Excerpt provided:
----------
School of Leonardo da Vinci, "La Joconde nue" (ca 1514–16), 28.5 x 21 in (© RMN-Grand Palais, domaine de Chantilly; photo by Gérard Blot)

School of Leonardo da Vinci, “La Joconde nue” (ca 1514–16), 28.5 x 21 in (© RMN-Grand Palais, domaine de Chantilly; photo by Gérard Blot)

New analysis suggests that a portrait drawing long attributed to the studio of Leonardo da Vinci may not only have been partly executed by the Renaissance master himself, but may in fact be a study for the Mona Lisa, depicting the same sitter nude.

The drawing, long known as “La Joconde nue” (or “Nude La Gioconda”), is in the collection of the Musée Condé at the Domaine de Chantilly, some 30 miles north of Paris. (A painting based on it, attributed to the school of Leonardo, is in the collection of the Hermitage Museum.) It previously belonged to Henri of Orléans, the Duke of Aumale, who stipulated when he gave his collection to the French state that it must remain on his estate, which it has since 1862. However, Le Figaro reported that for the past month it has been in the sub-basement of the Louvre for analysis by the Center of Research and Restoration of the Museums of France in preparation for its inclusion in a major Leonardo exhibition in 2019 (the 500th anniversary of the artist’s death).

Analysts have concluded that at least part of the drawing may have been executed by Leonardo himself. Indeed, when the Duke of Aumale purchased the piece in the 19th century, it was attributed to Leonardo. That attribution didn’t stand for long; it was subsequently believed to have been executed by one of Leonardo’s assistants, while some thought it might be an erotic variation of his Mona Lisa executed in the 17th or 18th century, according to Le Figaro.
----------
Dataset excerpt:
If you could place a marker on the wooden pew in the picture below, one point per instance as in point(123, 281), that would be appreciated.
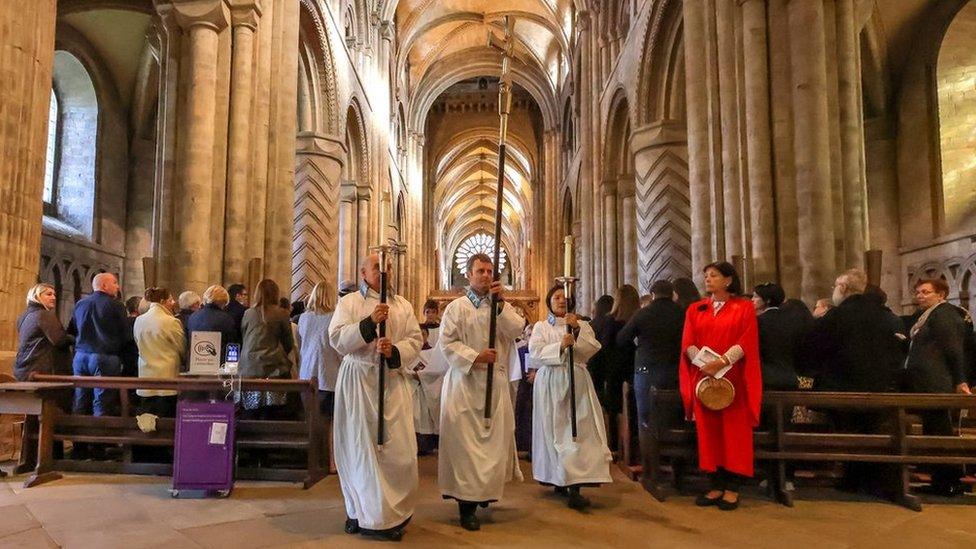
----------
Written problem 1: Which museum holds the painting based on the drawing, according to the article on "La Joconde nue"?
Written problem 2: Name every person named in the article on "La Joconde nue".
Written problem 3: Carry on the article about the "La Joconde nue" drawing from where it stops.

Written response 1: The Hermitage Museum.

Written response 2: Leonardo da Vinci, Gérard Blot, and Henri of Orléans, the Duke of Aumale.

Written response 3:
“The drawing has a quality in the way the face and hands are rendered that is truly remarkable,” Mathieu Deldicque, a curator at the Musée Condé, told the AFP. “It is not a pale copy. We are looking at something that was worked on in parallel with the Mona Lisa at the end of Leonardo’s life. … It is almost certainly a preparatory work for an oil painting.” The “Nude La Gioconda” has been dated to between 1514 and 1516, while the Mona Lisa has been dated to sometime between 1503 and 1519, the year of Leonardo’s death.

Evidence cited by Deldicque to support an at least partial attribution of the drawing to Leonardo and its use as a preparatory sketch for the Mona Lisa include the nearly identical positions of the sitter’s hands in each piece, and the small holes surrounding the figure in the drawing, suggesting that it may have been used to transfer the outline of the image to another surface and perhaps served as the basis for a painting.

Improbably, this is not the only bit of news this week involving Leonardo’s beguiling portrait and a nude woman.

On Sunday, the performance artist Deborah de Robertis — famous for replicating Gustave Courbet’s “The Origin of the World” in front of the painting itself — was arrested at the Louvre for pulling a similar stunt in front of the Mona Lisa.

According to reports, the artist, naked from the waist down, climbed onto the large shelf in front of Leonardo’s painting, spread her legs and yelled: “Mona Lisa, my pussy, my copyright!” It was not her first time staging an unsanctioned performance in front of the Mona Lisa. She subsequently said that the provocative performance was an homage to the Austrian conceptual artist Valie Export. De Robertis is now facing charges of exhibitionism.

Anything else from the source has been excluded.